WHAT IS EXPECTED:
Beginning at the line containing "For every instance of the sign", print every line until the records end, keeping each exactly as it is.

RECORDS SUPPLIED:
:::
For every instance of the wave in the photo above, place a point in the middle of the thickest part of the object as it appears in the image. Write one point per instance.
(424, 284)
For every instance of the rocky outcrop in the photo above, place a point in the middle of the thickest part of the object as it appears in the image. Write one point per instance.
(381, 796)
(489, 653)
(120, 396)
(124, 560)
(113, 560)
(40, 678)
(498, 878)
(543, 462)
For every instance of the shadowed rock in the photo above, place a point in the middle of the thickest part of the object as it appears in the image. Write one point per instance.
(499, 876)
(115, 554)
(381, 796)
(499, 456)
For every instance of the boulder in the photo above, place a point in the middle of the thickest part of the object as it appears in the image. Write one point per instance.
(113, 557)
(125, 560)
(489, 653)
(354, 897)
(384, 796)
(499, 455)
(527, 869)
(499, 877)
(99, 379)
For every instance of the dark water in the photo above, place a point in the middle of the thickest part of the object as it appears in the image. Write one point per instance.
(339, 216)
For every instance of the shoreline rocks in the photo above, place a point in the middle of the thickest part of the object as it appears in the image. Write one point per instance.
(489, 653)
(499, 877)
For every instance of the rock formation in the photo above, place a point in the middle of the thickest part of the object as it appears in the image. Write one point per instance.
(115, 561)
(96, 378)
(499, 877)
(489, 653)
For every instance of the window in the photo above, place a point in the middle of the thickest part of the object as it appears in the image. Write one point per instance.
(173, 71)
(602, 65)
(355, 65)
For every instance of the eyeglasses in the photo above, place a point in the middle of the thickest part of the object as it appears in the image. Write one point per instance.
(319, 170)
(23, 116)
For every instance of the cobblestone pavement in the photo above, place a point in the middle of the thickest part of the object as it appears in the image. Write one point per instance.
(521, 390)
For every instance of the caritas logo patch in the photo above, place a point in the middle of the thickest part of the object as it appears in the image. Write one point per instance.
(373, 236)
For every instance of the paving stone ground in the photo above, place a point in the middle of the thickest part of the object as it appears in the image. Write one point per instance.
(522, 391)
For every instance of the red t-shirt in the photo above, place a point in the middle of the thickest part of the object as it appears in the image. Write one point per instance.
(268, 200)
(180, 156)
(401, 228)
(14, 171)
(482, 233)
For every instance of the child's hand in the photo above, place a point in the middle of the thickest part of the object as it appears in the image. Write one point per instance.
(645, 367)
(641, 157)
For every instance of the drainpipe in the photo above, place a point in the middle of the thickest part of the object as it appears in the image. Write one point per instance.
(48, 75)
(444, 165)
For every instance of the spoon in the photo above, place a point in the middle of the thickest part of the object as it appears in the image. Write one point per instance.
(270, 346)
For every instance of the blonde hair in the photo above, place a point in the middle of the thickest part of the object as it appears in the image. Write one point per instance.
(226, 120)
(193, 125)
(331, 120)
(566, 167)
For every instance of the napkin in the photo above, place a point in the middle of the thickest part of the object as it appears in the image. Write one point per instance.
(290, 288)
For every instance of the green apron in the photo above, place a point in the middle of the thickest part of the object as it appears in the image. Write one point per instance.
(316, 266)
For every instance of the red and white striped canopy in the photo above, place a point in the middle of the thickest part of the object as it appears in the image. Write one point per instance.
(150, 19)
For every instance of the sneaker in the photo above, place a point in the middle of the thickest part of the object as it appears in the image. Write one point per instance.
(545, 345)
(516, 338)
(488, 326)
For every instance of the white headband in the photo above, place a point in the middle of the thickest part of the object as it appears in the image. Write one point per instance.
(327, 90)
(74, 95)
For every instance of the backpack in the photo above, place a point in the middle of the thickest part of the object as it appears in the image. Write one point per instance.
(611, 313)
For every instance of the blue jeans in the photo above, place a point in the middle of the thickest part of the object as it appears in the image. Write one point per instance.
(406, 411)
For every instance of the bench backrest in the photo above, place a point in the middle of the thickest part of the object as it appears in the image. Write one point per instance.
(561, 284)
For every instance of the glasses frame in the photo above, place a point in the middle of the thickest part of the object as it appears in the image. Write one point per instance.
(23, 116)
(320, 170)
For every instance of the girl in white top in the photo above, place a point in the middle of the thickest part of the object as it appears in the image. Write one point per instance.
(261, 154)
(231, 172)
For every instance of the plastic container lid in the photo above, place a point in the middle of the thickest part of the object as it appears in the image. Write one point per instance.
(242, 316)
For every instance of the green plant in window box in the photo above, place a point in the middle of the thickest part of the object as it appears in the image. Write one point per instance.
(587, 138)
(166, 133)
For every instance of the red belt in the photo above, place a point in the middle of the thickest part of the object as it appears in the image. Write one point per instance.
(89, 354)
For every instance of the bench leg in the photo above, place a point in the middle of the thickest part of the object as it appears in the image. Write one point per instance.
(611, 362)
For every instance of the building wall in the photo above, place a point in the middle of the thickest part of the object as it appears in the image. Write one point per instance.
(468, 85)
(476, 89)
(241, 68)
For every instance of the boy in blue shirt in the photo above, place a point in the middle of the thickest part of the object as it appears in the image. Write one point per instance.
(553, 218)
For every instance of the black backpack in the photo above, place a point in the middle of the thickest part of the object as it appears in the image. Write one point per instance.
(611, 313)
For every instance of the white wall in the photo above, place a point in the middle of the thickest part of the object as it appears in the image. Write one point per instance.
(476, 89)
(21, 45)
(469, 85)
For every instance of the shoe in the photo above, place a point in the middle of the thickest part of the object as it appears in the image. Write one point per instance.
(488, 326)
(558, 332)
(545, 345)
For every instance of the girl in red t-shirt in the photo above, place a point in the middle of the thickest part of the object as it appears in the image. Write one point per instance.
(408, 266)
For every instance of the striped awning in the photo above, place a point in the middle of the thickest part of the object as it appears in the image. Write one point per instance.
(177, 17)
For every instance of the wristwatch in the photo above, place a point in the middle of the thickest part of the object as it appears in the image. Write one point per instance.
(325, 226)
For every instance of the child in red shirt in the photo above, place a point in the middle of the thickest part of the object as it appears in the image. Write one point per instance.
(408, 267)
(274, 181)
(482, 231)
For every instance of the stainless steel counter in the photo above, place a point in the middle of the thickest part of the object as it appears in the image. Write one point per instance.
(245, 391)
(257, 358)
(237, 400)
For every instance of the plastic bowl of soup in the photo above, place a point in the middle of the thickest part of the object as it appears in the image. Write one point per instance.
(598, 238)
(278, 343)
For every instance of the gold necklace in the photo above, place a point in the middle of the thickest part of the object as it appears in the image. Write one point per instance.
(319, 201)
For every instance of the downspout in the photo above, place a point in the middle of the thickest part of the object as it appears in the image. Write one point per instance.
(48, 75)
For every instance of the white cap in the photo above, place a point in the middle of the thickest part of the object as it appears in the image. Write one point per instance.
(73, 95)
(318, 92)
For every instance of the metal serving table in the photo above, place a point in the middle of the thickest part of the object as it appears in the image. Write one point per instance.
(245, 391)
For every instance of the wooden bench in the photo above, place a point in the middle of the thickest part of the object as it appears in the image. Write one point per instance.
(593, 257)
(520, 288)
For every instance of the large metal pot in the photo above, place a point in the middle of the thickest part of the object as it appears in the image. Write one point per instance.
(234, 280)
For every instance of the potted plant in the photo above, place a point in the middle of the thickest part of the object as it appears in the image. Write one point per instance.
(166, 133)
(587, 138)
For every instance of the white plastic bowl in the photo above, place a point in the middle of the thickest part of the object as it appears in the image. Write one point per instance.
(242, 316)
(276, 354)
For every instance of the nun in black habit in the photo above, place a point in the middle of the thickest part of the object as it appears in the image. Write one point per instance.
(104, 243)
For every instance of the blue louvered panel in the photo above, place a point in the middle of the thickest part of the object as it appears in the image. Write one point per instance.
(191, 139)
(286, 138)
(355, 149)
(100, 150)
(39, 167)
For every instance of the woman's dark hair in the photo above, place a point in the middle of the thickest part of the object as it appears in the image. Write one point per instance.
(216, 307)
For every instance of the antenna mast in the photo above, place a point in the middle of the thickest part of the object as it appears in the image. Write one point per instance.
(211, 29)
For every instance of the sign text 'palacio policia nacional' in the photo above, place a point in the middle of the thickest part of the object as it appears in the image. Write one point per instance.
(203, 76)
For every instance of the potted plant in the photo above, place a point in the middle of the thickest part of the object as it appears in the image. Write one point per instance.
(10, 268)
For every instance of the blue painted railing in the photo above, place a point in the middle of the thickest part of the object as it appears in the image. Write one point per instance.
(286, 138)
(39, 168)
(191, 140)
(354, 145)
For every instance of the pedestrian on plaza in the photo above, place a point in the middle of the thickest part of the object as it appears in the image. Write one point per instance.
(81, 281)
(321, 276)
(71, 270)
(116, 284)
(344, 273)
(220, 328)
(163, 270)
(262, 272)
:::
OUTPUT:
For every instance of the sign text 'palacio policia nacional' in the photo above, place a point in the middle of the thickest part of the object as it appears in the image. Write one point per instance.
(203, 76)
For every instance of the potted plant in the photo above, place a point in the middle of the thickest part of the object as it appears in the image. Write one point per instance.
(10, 268)
For every instance of the blue painted railing in the photo above, place a point in the middle of the thickest part of the object as it appears in the image. Write one point per instance.
(286, 138)
(39, 168)
(191, 140)
(354, 145)
For every instance of the pedestrian on plaza in the photo above, place a point in the middle of the thickest part of the object as it appears in the image. Write one point per instance.
(81, 281)
(321, 276)
(71, 270)
(116, 284)
(344, 273)
(220, 328)
(163, 270)
(262, 272)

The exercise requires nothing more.